### DIRECTIVE
Reproduce verbatim everything from the line containing "of the black" down through the end of the rows, with both ends included; include no other lines.

### DATA LINES
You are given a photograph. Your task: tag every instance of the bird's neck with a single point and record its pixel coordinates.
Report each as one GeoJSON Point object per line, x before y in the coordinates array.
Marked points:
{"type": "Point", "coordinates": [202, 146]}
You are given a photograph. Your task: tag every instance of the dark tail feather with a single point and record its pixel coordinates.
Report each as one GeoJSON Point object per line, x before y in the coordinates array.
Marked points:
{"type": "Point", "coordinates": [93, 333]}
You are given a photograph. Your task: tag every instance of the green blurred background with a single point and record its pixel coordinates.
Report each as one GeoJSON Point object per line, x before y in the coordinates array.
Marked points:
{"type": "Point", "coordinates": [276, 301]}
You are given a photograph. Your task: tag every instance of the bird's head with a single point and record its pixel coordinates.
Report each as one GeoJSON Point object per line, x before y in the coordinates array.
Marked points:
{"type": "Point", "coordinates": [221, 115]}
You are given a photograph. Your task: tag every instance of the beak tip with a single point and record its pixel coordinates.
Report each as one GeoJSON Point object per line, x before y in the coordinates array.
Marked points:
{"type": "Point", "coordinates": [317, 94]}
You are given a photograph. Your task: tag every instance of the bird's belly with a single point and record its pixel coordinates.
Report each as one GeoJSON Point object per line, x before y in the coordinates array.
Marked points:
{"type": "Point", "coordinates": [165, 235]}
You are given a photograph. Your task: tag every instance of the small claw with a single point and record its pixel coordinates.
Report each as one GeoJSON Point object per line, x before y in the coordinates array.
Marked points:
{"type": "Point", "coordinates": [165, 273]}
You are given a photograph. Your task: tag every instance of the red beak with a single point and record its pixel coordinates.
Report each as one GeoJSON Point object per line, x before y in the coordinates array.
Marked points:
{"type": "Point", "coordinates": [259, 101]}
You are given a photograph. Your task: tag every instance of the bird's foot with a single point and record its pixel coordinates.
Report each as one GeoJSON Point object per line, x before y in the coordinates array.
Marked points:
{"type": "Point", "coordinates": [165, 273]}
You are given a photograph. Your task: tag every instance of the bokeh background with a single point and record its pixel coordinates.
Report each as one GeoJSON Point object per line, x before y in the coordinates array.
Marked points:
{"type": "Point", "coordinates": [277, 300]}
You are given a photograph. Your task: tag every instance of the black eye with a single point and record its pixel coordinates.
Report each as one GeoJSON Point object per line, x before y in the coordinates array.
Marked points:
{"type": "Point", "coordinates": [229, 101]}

### ANSWER FOR THE TASK
You are given a photograph. Your task: tag every instance of the black eye with a single point and record its pixel coordinates.
Report each as one GeoJSON Point object per line, x before y in the coordinates array.
Marked points:
{"type": "Point", "coordinates": [229, 101]}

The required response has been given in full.